-- start of TEXT EXCERPT --
That's hilarious ! Never thought of it like that.


----------



## shaylou (Oct 12, 2013)

goodguy said:


> Hey, hey Derrel don't disrespect us up here north of ya. Thank god I really don't like Hockey, I think its as stupid as American football. As for beer There are some good American beers out there but my favorite is Sleemans Cream Ale and not because its Canadian but because it taste best for me.



"As stupid as American football"? Easy fellow your about to bite off more than you can chew....


----------



## Steve5D (Oct 12, 2013)

Derrel said:


> What if a guy's web handle is his birth name and then the name of the camera he shoots? How does that fit in, Mr. 5D?



You know, I really do hold out for the day that you're going to burp up something worth reading.

But, to your point, "Steve" was taken...



But, back to the question of why brag about the 70D??? I dunno...maybe the new AF while shooting video and the touch-screen system of autofocusing during video shooting has given some new owner a major woody?? Seems likely that there's at least one new owner out there who's convinced himself that a new technical innovation is going to give him some kind of an "edge" in his shooting.[/QUOTE]


----------



## shaylou (Oct 12, 2013)
-- end of TEXT EXCERPT --
-- start of DATASET CONTENT --
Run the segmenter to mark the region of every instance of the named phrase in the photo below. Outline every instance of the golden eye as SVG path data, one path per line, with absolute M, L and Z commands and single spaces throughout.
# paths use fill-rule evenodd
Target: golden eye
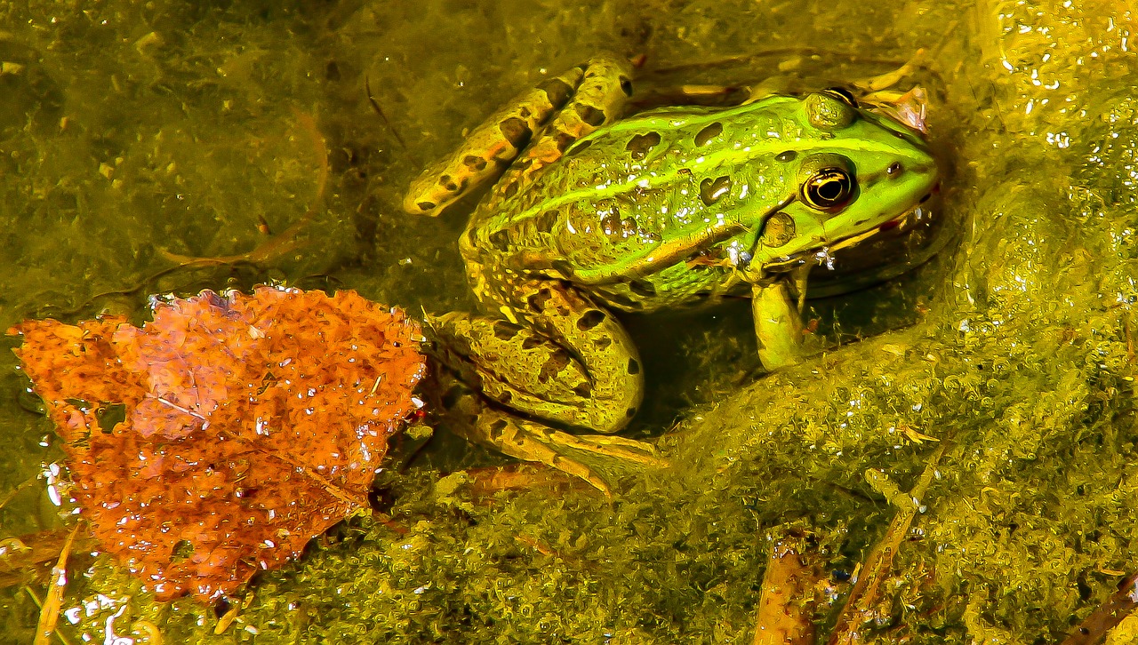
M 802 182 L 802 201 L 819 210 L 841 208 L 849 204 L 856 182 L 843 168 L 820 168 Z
-- end of DATASET CONTENT --
-- start of DATASET CONTENT --
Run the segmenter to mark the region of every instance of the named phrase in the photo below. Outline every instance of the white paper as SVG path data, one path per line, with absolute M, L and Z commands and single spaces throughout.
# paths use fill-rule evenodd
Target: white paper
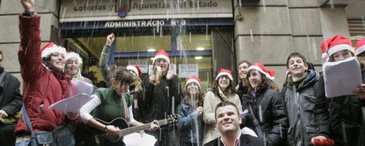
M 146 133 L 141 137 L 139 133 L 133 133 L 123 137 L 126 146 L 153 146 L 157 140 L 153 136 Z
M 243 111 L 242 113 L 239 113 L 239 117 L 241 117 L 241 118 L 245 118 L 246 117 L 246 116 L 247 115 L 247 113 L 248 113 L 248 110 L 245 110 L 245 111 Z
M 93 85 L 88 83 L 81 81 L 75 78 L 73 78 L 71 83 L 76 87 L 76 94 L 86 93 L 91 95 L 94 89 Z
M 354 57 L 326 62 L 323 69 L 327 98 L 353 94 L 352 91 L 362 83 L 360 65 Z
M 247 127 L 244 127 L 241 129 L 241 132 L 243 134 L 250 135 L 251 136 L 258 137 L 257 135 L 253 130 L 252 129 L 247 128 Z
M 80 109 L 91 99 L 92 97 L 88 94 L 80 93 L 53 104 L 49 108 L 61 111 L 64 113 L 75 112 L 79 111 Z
-- end of DATASET CONTENT --
-- start of DATASET CONTENT --
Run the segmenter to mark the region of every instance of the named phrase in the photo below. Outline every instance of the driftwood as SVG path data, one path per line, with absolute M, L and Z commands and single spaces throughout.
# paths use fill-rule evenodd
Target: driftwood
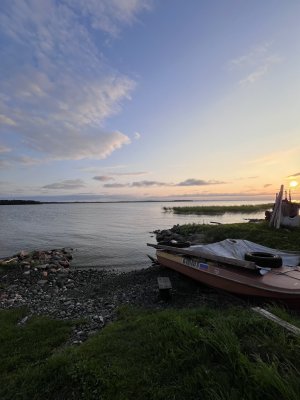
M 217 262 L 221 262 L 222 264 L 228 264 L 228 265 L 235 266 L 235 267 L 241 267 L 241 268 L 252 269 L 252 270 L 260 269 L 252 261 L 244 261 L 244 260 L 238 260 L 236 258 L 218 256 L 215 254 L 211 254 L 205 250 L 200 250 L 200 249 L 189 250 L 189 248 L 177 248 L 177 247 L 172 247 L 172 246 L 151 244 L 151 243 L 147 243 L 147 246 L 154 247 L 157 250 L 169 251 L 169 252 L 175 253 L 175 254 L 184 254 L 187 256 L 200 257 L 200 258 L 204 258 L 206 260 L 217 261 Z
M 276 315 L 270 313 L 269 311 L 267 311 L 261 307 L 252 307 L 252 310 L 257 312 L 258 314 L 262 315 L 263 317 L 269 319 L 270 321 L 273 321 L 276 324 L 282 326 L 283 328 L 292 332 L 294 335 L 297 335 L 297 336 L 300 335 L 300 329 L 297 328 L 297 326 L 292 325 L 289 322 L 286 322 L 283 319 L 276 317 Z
-- end of DATASET CONTENT --
REQUIREMENTS:
• 1. In the camera forum thread, why does goodguy say Sleemans Cream Ale is his favorite beer? Answer in one to three sentences.
• 2. Continue the camera forum thread from the point where it stops.
You won't need the rows for any of this.

PER-TASK ANSWERS:
• 1. goodguy says Sleemans Cream Ale is his favorite because it tastes best to him. He adds that the reason is not that it's Canadian.

• 2.
This thread seems to have a bit of exaggeration in it. Comparing one crop sensor camera to another with the idea that it is "far better"? Sure there are advantages from one camera to the next but if the sensor is the same and the focus system is the same the rest is just bells and whistles. Give me a t3i and a 70d with the same glass and same lighting and I will produce two pics of the same quality. 

Think about what the first advise we all got when buying our first camera. Over and over it is stated that we should buy as much camera as we can afford and that is what most do. When we compare crop cameras there are a lot of cool options each model has. As you spend more you get more options but do you get a camera that can produce a better pic? I think not. If you want a better quality image you have to make big upgrades (glass excluded) to get sharper, great low light images. That upgrade is to full frame. The same goes when comparing full frame. If you need speed get the 1dx. If you don't need the extra speed and want to save money get the 5D3. 

At the end of the day you are buying what you can afford and if you are bragging about it your really bragging about your income as much as your camera.


----------



## goodguy (Oct 12, 2013)

shaylou said:


> goodguy said:
> 
> 
> > Hey, hey Derrel don't disrespect us up here north of ya. Thank god I really don't like Hockey, I think its as stupid as American football. As for beer There are some good American beers out there but my favorite is Sleemans Cream Ale and not because its Canadian but because it taste best for me.
> ...



Well he started it


----------



## goodguy (Oct 12, 2013)

shaylou said:


> Give me a t3i and a 70d with the same glass and same lighting and I will produce two pics of the same quality.


Well then this means you have the exact camera you need and you are in your happy place.
Dont worry about other cameras then just go, shoot and be happy!


----------



## Josh66 (Oct 12, 2013)

tecboy said:


> [...]and touch screen[...]


Touch screen?  Seems like a bad idea on a camera where your nose can often be in contact with said screen, lol!


----------



## Josh66 (Oct 12, 2013)

Steve5D said:


> What, exactly, is the point in bragging about your gear?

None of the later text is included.